**HOW TO COMPLETE THIS TASK:**
Among the entries, which lines carry the string "curly"? Copy every one.
(DATA EXTRACTS Opens)
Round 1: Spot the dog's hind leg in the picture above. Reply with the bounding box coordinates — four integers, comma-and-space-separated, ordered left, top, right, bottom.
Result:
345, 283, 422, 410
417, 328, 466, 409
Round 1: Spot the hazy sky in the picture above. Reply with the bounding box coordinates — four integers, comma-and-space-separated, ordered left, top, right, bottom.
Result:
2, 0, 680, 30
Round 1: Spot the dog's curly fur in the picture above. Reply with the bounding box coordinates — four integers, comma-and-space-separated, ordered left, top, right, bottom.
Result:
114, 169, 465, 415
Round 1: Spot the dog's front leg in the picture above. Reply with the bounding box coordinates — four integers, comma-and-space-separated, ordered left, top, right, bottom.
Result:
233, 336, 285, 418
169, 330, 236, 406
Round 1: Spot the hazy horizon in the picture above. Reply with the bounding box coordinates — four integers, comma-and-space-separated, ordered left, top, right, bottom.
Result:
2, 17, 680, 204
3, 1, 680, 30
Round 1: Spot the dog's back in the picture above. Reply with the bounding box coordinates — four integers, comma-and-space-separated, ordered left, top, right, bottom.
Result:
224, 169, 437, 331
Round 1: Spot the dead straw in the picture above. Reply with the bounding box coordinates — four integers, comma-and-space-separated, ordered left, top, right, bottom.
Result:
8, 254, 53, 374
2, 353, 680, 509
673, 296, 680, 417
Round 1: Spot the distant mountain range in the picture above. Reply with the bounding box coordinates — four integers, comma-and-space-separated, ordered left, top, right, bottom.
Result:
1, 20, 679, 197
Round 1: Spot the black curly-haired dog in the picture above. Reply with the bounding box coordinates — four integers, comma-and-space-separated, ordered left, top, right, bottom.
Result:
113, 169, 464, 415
(DATA EXTRACTS Closes)
(DATA EXTRACTS Opens)
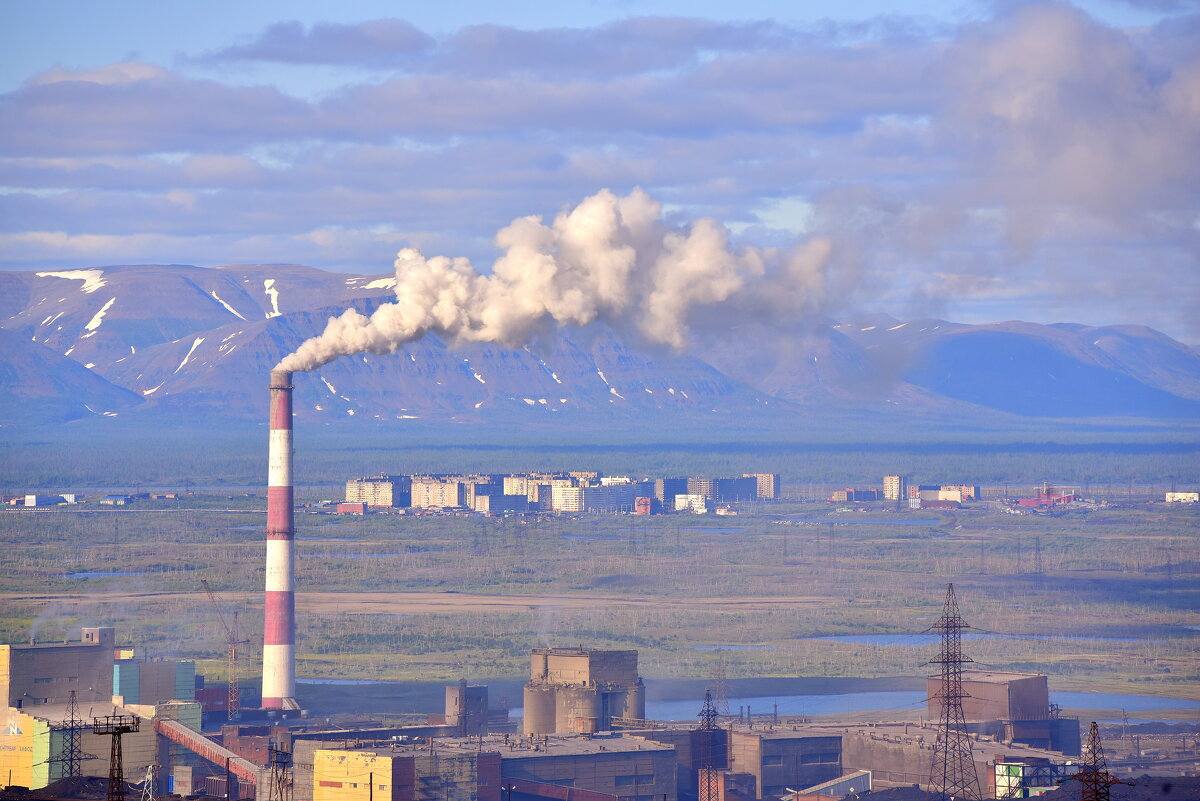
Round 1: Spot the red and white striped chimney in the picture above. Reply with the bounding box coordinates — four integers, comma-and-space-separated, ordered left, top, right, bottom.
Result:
(DATA EXTRACTS Closes)
**ANSWER SECTION:**
Round 1: Spot the dog's curly fur in the picture above. Reply with the bounding box coordinates — four integers, comma-and-space-separated, ordered left, top, right, bottom.
Round 1: Spot the black curly-haired dog in the picture above. Reply with the bounding box coordinates — four integers, comma-and-space-separated, ordered left, top, right, bottom.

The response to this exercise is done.